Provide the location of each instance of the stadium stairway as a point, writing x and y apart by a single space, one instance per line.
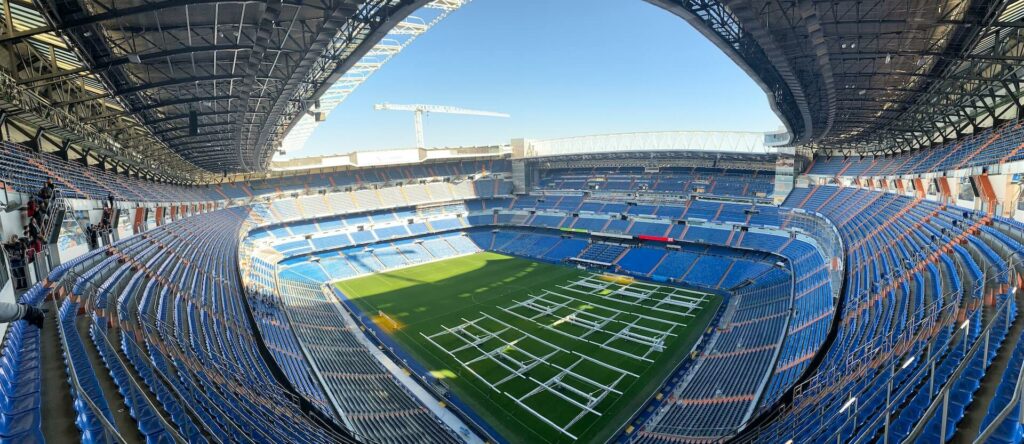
972 425
58 416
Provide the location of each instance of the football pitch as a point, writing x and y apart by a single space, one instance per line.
544 353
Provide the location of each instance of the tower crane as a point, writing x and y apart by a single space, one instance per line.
420 109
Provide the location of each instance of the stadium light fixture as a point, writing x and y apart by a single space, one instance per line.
849 402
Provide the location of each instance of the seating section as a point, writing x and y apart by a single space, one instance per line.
182 323
770 334
696 180
989 146
913 277
27 171
197 354
356 178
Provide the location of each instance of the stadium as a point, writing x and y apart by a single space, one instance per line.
851 277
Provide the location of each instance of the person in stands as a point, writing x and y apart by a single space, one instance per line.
10 312
46 192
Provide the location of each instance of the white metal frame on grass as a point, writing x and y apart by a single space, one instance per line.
572 311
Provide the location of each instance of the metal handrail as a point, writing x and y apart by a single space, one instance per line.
1016 400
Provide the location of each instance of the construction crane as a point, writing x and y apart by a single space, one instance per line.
420 109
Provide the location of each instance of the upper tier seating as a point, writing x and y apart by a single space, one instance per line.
913 277
27 172
177 312
668 180
990 146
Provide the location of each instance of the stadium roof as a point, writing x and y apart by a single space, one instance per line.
123 79
875 76
141 72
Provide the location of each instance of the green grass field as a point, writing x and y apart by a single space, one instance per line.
543 353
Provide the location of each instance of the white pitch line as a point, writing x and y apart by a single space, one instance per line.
588 358
567 335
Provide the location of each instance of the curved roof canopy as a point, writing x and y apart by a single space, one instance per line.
886 76
215 84
185 89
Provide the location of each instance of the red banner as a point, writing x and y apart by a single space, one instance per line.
654 238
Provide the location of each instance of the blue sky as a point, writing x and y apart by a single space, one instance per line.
561 68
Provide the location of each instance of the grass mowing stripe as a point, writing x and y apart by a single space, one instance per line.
422 299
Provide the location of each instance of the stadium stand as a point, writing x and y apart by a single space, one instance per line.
867 255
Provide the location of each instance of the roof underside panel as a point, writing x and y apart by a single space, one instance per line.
885 76
219 82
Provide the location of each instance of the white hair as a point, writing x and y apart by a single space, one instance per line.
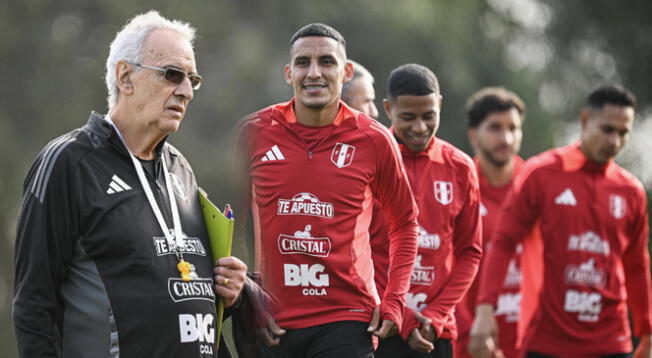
128 44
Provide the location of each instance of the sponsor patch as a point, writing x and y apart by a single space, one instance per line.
426 240
617 206
422 275
303 243
587 305
509 305
585 275
305 204
192 246
342 155
416 301
311 277
196 289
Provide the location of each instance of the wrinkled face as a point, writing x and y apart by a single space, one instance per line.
415 119
605 132
316 71
157 101
498 137
361 96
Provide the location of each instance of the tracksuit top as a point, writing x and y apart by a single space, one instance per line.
445 186
509 297
95 276
590 262
311 211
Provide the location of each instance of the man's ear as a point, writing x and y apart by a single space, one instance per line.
288 74
123 72
584 118
348 72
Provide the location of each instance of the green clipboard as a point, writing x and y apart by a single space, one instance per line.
220 235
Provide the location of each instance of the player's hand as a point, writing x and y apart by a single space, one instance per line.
427 332
418 343
271 334
229 275
387 328
484 333
644 349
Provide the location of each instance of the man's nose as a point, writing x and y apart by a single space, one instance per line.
419 126
373 111
314 70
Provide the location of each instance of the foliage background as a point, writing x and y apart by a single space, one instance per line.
52 56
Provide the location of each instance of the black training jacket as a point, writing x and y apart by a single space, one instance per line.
94 274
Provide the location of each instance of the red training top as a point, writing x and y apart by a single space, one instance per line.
509 297
590 262
313 190
445 185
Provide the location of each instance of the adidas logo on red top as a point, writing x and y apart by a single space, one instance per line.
117 185
566 198
273 154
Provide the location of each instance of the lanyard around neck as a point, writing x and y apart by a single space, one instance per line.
176 221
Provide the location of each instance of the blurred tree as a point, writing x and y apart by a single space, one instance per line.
551 52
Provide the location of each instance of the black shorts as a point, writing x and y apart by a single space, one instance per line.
332 340
617 355
396 347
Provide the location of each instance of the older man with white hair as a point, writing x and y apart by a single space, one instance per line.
112 256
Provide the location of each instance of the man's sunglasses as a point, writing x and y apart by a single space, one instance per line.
174 75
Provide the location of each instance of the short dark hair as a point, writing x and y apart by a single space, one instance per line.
411 80
318 29
490 100
610 94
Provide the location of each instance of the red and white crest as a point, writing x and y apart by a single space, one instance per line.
617 206
444 192
342 155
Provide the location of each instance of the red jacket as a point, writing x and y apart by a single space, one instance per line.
591 259
312 199
445 186
509 297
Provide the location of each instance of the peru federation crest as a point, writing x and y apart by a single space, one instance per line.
342 155
444 192
617 206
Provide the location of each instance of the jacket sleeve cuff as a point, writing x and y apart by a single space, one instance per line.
391 312
409 323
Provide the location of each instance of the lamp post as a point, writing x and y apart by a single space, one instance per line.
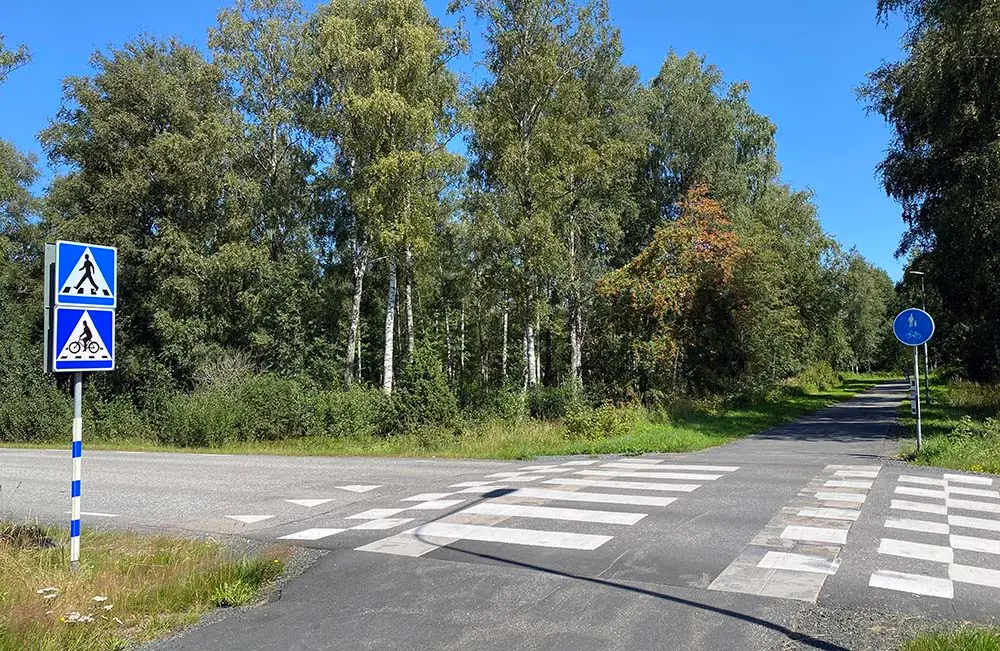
923 302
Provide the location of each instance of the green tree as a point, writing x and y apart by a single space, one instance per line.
942 165
11 60
386 100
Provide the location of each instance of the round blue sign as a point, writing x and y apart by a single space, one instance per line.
913 327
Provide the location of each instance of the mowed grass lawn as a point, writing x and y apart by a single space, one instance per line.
129 588
698 427
961 427
974 639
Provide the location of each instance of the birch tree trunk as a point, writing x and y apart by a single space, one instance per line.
410 336
531 368
360 267
503 353
390 339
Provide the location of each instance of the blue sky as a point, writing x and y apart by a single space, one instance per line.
802 58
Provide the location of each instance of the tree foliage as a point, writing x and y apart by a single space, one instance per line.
943 166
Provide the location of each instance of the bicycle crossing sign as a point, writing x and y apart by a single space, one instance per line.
83 339
86 275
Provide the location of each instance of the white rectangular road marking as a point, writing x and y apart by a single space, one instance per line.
648 475
971 505
974 575
404 544
815 534
920 492
374 514
975 492
847 483
426 497
904 505
629 485
913 583
972 544
926 481
968 479
973 523
554 513
829 513
311 534
868 474
907 549
826 496
670 467
917 525
382 524
435 505
532 537
799 563
601 498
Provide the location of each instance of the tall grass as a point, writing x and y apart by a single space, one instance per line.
129 588
961 427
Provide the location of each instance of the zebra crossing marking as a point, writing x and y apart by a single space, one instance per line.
956 549
555 513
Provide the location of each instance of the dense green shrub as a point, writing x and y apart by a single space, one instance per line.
263 407
606 421
115 420
814 378
359 411
422 396
32 408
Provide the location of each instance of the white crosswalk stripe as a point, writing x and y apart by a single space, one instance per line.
963 559
502 498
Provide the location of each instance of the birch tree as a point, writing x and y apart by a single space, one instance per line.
387 98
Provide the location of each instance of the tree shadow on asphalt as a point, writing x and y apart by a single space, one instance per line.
801 638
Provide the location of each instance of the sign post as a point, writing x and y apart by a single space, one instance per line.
914 327
81 283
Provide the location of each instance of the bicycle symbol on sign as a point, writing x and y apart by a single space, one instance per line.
82 344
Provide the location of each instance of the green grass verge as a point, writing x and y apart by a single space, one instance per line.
129 588
966 640
699 428
960 427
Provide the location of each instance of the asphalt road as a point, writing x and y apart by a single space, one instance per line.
805 536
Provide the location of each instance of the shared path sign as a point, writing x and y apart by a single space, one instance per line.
913 327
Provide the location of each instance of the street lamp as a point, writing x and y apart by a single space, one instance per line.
923 301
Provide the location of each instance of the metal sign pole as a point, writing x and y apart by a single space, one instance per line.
74 523
916 393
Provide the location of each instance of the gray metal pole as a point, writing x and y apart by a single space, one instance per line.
916 376
75 487
927 362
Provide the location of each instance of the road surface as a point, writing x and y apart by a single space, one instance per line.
806 536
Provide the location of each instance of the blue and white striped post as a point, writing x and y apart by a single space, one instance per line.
74 523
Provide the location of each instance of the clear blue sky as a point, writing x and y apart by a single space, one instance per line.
802 58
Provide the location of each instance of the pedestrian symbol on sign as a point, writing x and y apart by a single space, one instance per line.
86 273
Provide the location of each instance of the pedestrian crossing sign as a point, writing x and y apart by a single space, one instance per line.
83 340
86 274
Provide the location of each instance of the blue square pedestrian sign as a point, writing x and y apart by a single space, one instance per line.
86 274
83 339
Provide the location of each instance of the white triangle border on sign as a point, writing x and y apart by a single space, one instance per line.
65 356
76 274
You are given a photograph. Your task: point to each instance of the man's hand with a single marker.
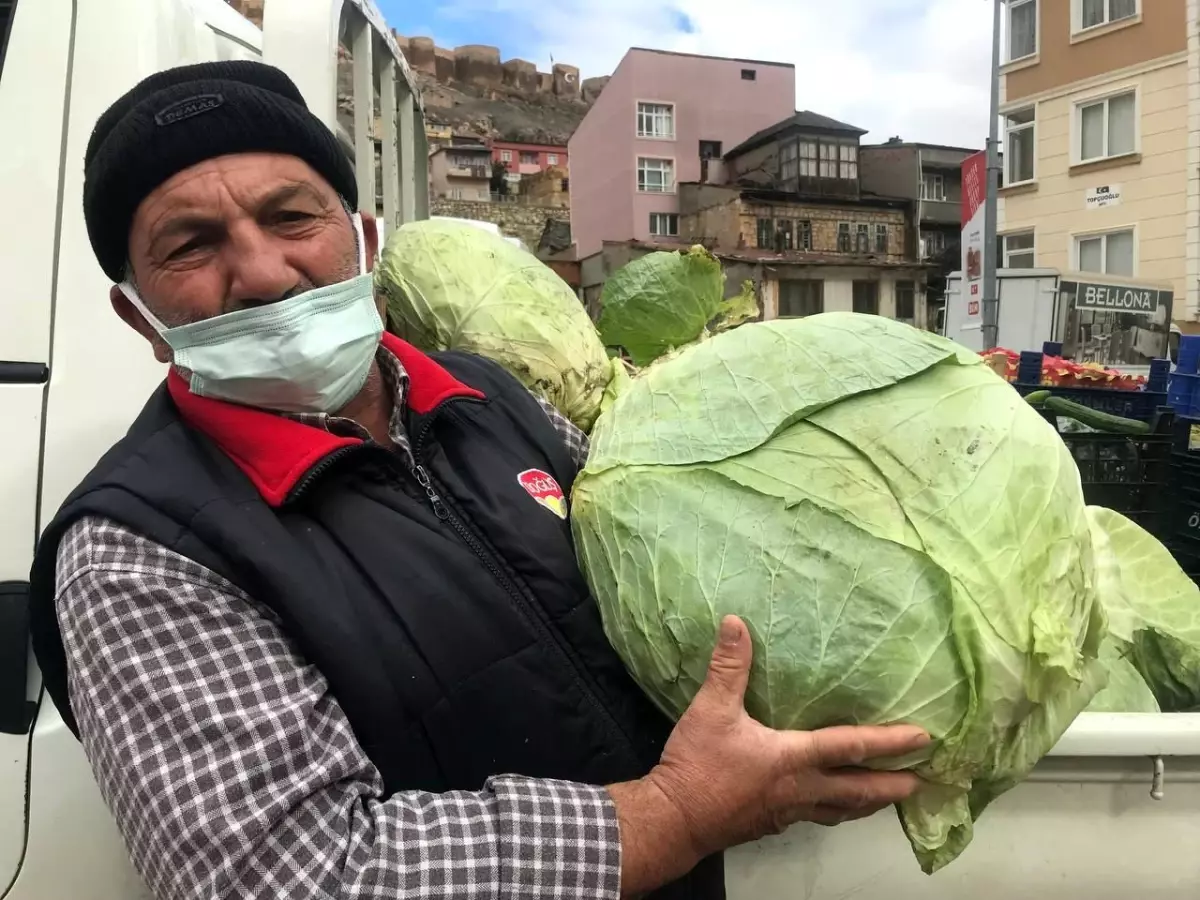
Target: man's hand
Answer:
(725, 779)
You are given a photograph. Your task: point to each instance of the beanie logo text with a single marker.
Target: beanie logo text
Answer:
(187, 108)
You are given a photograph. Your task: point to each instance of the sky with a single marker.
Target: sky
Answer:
(915, 69)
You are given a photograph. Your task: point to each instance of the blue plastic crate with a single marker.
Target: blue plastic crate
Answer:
(1183, 394)
(1189, 354)
(1129, 405)
(1141, 405)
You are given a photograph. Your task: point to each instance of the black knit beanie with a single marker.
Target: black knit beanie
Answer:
(183, 117)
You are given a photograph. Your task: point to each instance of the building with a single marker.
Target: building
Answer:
(528, 159)
(1101, 113)
(928, 174)
(786, 209)
(461, 171)
(793, 201)
(661, 120)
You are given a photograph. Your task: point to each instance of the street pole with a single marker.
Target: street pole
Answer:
(990, 288)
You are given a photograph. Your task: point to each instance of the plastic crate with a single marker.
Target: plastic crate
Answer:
(1181, 522)
(1141, 405)
(1126, 473)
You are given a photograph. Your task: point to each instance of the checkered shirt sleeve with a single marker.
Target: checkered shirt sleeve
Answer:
(576, 441)
(233, 772)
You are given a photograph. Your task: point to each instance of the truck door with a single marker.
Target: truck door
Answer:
(34, 51)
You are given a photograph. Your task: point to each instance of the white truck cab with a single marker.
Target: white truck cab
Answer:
(72, 378)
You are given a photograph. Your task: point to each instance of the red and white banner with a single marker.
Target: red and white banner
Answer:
(975, 203)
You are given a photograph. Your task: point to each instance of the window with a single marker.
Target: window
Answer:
(933, 244)
(655, 175)
(906, 301)
(785, 237)
(808, 159)
(804, 234)
(789, 163)
(7, 13)
(881, 239)
(847, 166)
(766, 234)
(801, 298)
(933, 187)
(867, 297)
(1023, 29)
(828, 161)
(1017, 250)
(1019, 147)
(1109, 253)
(665, 225)
(1108, 127)
(1093, 13)
(862, 238)
(655, 120)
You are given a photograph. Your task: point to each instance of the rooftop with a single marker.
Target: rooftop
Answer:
(921, 145)
(803, 120)
(720, 59)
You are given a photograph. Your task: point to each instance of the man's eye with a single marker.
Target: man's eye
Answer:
(293, 216)
(183, 250)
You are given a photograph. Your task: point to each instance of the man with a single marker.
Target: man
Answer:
(305, 618)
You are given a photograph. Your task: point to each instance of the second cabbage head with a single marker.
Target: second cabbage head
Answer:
(904, 535)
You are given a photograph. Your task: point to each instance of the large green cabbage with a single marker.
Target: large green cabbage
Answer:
(666, 300)
(451, 286)
(1153, 610)
(904, 535)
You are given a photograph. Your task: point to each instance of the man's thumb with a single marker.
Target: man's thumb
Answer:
(730, 667)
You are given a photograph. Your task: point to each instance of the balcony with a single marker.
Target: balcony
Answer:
(475, 172)
(941, 211)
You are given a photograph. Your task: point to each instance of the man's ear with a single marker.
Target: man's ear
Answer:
(371, 238)
(135, 319)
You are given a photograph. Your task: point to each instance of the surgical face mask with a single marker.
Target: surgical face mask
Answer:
(310, 353)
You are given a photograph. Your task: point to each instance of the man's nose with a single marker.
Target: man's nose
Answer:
(258, 270)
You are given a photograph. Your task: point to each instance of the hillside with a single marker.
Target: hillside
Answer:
(469, 90)
(503, 113)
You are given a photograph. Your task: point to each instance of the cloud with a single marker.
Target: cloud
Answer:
(917, 69)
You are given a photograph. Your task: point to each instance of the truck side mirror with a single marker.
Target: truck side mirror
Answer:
(16, 711)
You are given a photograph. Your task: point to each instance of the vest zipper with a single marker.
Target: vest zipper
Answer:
(522, 597)
(321, 468)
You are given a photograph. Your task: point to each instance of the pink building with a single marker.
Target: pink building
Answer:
(528, 159)
(658, 118)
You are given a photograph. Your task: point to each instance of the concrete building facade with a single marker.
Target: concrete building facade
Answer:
(660, 121)
(1101, 118)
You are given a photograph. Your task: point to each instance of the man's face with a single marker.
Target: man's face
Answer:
(237, 232)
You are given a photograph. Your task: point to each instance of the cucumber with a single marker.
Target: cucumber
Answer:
(1096, 419)
(1037, 397)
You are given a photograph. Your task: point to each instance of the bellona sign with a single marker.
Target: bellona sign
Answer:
(1099, 297)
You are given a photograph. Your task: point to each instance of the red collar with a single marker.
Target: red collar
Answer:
(274, 451)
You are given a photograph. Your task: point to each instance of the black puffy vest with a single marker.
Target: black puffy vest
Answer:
(443, 605)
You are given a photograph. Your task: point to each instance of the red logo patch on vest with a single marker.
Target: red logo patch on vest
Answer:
(544, 489)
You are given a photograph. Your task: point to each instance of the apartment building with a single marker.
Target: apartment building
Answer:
(1101, 115)
(928, 174)
(528, 159)
(664, 119)
(461, 171)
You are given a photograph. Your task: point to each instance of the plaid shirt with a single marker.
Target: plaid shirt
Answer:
(233, 772)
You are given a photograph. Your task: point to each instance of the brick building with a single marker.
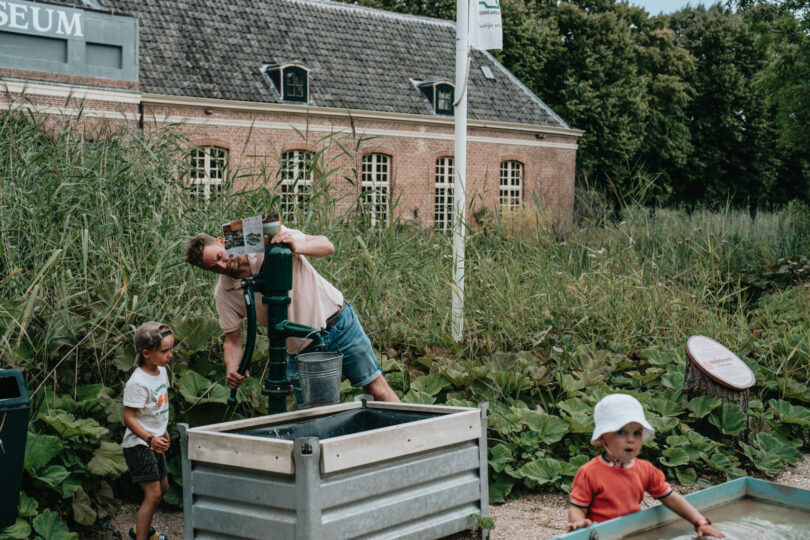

* Goal of the exercise:
Find every line in the listing above that contains the word "patch" and copy each one out in full.

* Output of the task:
Provide the location of each instance of the sponsor patch as a point, writing x and y apart by a single space, one instance per line.
You are given a photograph. Your task: point to each instance of the red logo patch on vest with a single marker.
Target: red logo patch on vest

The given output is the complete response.